In the lines below, find the one that contains "If you could pin the layered" and write it out exactly, along with every line that follows it.

Dataset content:

════

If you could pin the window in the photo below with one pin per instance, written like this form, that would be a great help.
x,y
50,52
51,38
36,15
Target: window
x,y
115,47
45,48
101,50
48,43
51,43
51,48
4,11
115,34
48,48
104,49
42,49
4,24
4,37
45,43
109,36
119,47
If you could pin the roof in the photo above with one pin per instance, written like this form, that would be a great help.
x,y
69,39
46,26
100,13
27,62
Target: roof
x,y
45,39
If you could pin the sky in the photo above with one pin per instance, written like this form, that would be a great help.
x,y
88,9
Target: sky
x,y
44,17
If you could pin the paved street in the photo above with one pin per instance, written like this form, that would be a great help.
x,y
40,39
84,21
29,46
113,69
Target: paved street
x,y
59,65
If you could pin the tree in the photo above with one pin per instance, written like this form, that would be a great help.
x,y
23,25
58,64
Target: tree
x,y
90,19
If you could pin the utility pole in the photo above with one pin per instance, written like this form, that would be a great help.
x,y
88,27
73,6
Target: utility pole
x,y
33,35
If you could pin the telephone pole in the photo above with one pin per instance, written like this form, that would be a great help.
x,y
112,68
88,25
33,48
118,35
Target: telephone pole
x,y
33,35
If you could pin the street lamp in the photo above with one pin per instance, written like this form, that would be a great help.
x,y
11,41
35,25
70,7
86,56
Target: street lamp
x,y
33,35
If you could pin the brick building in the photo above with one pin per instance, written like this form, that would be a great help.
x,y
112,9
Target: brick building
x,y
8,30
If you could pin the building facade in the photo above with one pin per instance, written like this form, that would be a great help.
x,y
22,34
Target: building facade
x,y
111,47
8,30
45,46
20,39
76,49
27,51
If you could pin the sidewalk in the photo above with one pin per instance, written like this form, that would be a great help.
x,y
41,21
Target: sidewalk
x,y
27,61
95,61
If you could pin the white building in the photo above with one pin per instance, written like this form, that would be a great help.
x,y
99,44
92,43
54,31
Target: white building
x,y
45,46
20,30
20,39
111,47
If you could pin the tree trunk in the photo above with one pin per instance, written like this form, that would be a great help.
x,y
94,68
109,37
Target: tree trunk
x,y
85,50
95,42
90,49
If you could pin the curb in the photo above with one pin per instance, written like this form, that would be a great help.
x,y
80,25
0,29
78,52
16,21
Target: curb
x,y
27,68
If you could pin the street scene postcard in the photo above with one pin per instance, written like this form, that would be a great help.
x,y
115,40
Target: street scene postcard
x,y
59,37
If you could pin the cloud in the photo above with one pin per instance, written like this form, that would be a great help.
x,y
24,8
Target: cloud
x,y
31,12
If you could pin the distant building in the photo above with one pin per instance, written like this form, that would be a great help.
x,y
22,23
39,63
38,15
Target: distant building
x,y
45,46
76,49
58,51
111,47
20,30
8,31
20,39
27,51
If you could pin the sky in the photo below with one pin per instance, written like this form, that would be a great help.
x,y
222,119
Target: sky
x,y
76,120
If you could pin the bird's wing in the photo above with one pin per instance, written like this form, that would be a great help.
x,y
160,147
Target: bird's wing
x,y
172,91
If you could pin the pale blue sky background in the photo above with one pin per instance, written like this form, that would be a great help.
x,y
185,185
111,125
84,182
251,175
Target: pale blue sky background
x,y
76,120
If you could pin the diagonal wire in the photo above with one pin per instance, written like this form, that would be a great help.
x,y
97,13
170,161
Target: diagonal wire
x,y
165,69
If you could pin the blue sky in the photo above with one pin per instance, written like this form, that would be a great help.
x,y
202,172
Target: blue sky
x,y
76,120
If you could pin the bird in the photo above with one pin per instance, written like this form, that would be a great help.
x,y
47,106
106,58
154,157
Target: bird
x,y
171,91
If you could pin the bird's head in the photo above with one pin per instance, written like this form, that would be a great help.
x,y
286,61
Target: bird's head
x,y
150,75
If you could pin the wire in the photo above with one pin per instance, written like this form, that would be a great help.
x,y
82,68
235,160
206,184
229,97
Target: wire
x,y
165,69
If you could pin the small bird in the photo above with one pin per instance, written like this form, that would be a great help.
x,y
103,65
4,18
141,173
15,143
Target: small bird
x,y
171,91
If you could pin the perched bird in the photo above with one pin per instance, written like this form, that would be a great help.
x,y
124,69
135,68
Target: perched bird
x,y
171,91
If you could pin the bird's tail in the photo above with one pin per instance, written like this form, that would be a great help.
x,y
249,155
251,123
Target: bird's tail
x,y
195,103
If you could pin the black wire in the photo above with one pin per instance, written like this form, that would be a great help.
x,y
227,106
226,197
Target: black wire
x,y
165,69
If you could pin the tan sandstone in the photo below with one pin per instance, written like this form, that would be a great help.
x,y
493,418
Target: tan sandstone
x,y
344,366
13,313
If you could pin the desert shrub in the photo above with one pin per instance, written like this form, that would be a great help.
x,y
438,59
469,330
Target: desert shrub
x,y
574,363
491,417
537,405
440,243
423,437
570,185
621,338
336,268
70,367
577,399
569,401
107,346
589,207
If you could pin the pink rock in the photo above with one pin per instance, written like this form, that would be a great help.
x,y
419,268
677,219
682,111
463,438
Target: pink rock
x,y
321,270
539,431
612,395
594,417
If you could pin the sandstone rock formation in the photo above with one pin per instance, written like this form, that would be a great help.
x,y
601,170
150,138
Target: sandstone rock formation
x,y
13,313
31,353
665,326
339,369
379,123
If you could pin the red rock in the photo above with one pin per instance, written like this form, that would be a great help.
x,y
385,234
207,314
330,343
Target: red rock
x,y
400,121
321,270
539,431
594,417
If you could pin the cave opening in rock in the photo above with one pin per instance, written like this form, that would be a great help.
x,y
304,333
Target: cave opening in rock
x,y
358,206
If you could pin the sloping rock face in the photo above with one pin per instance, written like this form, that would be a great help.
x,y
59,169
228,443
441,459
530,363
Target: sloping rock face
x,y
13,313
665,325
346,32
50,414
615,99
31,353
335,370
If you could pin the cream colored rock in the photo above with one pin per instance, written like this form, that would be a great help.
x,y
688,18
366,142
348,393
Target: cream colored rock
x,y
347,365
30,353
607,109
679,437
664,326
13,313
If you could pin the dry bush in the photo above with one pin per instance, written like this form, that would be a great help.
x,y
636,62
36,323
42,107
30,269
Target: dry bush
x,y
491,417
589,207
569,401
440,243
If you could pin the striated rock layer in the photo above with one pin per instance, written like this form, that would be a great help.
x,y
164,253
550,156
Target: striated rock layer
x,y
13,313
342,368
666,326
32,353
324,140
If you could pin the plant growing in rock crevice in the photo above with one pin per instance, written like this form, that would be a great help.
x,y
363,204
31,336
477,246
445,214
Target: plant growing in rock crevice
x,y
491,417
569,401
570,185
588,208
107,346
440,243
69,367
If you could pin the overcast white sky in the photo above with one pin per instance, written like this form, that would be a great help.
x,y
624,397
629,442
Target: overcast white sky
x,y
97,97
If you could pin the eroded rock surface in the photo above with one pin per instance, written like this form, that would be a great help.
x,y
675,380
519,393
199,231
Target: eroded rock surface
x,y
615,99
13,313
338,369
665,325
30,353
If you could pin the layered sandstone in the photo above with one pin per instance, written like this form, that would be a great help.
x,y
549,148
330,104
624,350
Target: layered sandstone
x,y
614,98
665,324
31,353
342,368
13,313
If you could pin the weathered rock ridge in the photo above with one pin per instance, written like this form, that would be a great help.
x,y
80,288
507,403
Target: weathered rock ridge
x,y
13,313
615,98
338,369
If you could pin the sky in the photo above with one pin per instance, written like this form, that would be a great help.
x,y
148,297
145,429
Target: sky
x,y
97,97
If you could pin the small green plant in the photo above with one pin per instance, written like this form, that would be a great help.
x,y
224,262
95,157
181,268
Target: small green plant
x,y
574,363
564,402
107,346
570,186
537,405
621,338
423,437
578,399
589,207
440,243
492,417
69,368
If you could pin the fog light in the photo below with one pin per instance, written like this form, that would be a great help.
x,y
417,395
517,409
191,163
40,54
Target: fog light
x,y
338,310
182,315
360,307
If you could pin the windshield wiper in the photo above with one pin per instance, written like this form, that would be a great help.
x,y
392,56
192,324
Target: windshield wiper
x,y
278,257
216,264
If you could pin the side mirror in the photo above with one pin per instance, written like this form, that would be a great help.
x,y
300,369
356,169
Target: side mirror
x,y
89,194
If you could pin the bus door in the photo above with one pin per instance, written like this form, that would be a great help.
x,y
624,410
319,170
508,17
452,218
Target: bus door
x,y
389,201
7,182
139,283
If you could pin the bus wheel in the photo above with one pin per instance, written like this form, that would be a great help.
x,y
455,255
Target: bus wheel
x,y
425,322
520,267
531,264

════

Answer to the problem:
If you could pin the layered sandstone in the photo above with one pin per instance, written like this form, that would be a great help.
x,y
549,148
330,104
624,350
Target: layered sandstone
x,y
614,98
665,324
31,353
342,368
13,313
If you could pin the weathered rock ridge in the photo above with one pin per instance, written like this form, that would be a great help.
x,y
80,288
507,403
Target: weathered rock ridge
x,y
13,313
615,98
338,369
If you could pin the sky in the photo above with one pin per instance, written like this form, that would be a great help.
x,y
148,297
145,429
Target: sky
x,y
97,97
If you could pin the small green plant in the photo above with one pin per instance, written like this form, that would be a great help.
x,y
224,262
95,157
181,268
Target: small green plant
x,y
574,363
564,402
107,346
570,186
537,405
621,338
423,437
578,399
589,207
440,243
492,417
69,368
If you could pin the fog light in the photo below with one pin per instance, written like this form, that would be a great help.
x,y
417,395
517,409
191,163
40,54
Target: fog light
x,y
338,310
182,315
360,307
If you could pin the windshield wiper in the photo above with one pin per instance, written like this form, that would be a great help.
x,y
392,56
192,324
Target: windshield wiper
x,y
278,257
216,264
If you could pin the side mirror in the photo above with one pin per instance, written like this form, that would be a great help.
x,y
300,369
356,169
Target: side mirror
x,y
89,194
If you could pin the bus door in the photo above with one pin per instance, written like this form, that would be a great help.
x,y
624,410
319,170
508,17
452,218
Target: bus door
x,y
389,201
7,182
139,283
If you could pin the bus wheel in the photo above with one pin per instance, written like this form, that would be a great help.
x,y
455,255
Target: bus wheel
x,y
425,322
520,267
531,264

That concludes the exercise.